Task goal =>
Reproduce verbatim only the lines from the one containing "Target phrase = shiny metal surface" through the last line below, both included.

►

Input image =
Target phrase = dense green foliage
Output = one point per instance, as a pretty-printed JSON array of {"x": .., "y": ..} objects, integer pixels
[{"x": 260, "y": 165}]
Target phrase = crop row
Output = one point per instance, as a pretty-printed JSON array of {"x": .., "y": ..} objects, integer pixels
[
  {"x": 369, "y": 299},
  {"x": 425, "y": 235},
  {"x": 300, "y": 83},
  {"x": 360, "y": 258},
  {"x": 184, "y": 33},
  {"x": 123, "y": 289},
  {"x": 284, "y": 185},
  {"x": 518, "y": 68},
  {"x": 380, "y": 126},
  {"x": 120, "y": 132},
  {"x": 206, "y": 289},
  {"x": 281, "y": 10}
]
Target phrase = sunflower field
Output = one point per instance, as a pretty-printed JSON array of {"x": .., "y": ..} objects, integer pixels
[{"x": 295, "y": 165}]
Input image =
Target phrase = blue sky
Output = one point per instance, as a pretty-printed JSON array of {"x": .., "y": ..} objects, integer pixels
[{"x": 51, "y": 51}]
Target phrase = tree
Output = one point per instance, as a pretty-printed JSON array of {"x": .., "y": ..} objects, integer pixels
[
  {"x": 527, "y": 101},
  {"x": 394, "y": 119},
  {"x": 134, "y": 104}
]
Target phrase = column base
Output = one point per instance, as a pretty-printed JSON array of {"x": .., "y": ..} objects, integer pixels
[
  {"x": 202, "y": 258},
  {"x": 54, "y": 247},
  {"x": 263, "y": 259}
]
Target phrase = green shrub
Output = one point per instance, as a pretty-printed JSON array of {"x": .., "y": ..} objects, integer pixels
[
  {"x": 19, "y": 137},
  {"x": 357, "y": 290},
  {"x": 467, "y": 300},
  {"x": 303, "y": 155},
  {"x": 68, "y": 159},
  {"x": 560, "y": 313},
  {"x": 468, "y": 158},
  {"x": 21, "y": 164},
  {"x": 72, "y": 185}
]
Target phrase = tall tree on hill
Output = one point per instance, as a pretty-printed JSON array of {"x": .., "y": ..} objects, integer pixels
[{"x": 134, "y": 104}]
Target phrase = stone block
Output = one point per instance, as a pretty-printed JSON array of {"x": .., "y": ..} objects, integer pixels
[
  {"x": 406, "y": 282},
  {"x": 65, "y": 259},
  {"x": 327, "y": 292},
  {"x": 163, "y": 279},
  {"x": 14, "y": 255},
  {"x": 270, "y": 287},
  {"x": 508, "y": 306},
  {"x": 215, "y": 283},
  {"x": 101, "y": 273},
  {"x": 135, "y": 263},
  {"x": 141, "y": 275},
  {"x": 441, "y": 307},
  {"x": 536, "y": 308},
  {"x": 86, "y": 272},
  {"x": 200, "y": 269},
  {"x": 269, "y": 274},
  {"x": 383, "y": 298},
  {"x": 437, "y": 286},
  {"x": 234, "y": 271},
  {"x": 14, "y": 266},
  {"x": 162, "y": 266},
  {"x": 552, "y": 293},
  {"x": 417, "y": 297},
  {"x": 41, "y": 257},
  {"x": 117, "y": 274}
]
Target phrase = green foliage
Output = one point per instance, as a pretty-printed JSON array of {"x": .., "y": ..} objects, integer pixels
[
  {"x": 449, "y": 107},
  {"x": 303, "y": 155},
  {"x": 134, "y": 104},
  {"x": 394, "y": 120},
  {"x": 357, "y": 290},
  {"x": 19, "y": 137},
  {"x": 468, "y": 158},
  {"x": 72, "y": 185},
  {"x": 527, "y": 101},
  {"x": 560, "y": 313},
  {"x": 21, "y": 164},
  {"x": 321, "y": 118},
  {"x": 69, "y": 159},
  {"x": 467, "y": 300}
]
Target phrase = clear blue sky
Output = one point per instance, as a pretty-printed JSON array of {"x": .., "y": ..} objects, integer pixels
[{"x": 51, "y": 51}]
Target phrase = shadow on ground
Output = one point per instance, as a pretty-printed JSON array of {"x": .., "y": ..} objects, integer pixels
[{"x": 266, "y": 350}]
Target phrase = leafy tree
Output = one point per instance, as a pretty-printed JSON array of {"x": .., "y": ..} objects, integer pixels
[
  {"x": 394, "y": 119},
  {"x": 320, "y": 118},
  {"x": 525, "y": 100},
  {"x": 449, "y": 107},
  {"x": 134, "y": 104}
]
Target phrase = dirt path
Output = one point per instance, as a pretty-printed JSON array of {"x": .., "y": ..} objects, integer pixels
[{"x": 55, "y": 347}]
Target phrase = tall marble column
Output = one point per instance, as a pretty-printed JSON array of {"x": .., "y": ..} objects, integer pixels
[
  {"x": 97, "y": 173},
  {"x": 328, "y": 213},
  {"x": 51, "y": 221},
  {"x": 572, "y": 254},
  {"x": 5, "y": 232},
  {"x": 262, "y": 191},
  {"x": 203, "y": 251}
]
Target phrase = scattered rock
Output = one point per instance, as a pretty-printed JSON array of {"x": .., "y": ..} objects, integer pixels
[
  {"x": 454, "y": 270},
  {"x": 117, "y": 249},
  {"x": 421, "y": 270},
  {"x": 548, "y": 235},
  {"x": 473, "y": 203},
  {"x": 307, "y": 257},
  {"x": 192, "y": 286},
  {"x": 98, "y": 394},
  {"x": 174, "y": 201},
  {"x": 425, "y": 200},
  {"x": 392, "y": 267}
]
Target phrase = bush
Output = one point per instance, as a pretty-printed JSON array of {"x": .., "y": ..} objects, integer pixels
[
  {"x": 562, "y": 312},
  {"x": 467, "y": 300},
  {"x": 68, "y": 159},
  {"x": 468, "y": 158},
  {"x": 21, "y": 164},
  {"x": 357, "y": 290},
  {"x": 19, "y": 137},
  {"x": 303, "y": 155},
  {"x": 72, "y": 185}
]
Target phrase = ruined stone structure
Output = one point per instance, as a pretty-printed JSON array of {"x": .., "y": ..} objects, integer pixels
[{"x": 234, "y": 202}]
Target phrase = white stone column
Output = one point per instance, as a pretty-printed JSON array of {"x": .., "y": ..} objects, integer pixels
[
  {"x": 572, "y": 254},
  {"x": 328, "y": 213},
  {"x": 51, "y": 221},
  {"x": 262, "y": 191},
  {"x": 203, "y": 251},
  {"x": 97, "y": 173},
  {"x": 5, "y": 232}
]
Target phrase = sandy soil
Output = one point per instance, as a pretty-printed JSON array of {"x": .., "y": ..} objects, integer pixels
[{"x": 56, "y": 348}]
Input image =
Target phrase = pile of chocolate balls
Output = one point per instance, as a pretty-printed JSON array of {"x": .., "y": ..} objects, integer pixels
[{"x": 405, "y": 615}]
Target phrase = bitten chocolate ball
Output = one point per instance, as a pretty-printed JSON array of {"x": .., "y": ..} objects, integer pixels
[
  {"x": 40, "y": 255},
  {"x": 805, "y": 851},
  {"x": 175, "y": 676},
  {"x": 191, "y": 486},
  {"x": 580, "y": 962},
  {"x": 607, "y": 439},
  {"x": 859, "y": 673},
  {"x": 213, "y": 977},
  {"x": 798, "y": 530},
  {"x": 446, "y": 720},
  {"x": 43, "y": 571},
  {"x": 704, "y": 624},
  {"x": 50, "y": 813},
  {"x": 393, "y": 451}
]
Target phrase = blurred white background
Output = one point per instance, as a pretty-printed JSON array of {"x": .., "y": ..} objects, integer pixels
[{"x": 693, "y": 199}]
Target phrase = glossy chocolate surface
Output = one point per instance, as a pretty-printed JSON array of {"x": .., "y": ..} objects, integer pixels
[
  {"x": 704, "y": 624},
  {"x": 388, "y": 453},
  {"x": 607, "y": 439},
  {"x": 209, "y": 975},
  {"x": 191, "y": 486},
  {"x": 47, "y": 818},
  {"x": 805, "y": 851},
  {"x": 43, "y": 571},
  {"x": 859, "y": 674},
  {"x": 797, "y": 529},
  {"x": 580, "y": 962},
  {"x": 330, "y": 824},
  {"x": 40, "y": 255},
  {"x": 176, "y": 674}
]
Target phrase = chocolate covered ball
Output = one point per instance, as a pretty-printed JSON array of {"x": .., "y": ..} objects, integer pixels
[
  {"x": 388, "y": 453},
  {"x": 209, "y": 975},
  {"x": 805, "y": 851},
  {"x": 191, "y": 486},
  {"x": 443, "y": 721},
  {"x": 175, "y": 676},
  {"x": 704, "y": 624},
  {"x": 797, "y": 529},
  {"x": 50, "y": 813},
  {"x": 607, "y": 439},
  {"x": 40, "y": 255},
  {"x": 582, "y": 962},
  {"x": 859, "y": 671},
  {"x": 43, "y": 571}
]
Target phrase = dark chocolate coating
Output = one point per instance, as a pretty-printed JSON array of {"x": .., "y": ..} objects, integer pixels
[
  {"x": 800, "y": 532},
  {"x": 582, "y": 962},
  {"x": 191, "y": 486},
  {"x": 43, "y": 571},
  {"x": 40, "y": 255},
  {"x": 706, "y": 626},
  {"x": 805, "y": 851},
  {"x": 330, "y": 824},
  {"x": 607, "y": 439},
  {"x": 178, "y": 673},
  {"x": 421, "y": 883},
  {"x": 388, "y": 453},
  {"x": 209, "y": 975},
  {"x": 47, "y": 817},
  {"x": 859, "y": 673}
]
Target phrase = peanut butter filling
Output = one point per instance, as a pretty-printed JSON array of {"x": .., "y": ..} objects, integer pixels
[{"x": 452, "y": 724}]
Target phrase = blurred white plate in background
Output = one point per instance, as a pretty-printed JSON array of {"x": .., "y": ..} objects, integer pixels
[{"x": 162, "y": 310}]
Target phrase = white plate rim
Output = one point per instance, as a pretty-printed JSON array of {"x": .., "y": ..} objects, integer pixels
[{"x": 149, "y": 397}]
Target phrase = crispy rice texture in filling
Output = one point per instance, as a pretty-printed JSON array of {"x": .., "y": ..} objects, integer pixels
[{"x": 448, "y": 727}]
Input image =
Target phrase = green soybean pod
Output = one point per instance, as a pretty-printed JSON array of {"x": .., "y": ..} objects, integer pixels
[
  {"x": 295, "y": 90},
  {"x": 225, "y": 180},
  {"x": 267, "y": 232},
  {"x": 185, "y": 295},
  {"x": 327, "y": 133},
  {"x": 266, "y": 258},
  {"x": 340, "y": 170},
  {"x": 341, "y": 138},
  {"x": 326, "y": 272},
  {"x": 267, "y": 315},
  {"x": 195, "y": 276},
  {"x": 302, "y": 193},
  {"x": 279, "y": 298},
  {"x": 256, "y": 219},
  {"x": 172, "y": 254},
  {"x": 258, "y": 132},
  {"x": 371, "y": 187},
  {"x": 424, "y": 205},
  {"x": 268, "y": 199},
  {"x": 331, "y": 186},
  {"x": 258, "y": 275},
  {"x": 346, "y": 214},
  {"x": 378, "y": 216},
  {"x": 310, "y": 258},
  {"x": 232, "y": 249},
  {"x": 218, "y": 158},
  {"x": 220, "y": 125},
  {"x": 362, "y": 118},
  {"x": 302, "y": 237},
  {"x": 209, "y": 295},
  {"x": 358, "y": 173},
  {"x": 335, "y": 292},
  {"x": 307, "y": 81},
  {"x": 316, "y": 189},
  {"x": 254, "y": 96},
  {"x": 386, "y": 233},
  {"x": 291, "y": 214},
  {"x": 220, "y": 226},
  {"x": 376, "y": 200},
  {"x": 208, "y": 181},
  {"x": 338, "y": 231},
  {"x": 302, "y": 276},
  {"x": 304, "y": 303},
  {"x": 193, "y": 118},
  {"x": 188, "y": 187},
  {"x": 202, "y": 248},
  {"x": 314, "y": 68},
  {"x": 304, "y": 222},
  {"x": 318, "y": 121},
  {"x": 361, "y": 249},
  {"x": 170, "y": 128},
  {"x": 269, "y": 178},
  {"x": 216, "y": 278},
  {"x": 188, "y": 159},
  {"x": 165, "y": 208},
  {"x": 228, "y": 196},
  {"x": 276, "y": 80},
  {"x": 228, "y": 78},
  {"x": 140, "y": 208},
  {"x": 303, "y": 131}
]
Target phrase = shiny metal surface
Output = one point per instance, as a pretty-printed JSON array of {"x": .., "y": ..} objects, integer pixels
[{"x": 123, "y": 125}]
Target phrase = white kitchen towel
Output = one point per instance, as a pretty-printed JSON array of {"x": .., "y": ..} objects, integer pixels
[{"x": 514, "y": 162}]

◄

Result =>
Target phrase = shiny metal surface
Output = one point per instance, as a pretty-printed JSON array of {"x": .., "y": ..} objects, integer pixels
[{"x": 123, "y": 125}]
Target phrase = white kitchen towel
Output = one point per instance, as a pretty-printed JSON array of {"x": .., "y": ..} objects, integer pixels
[{"x": 514, "y": 162}]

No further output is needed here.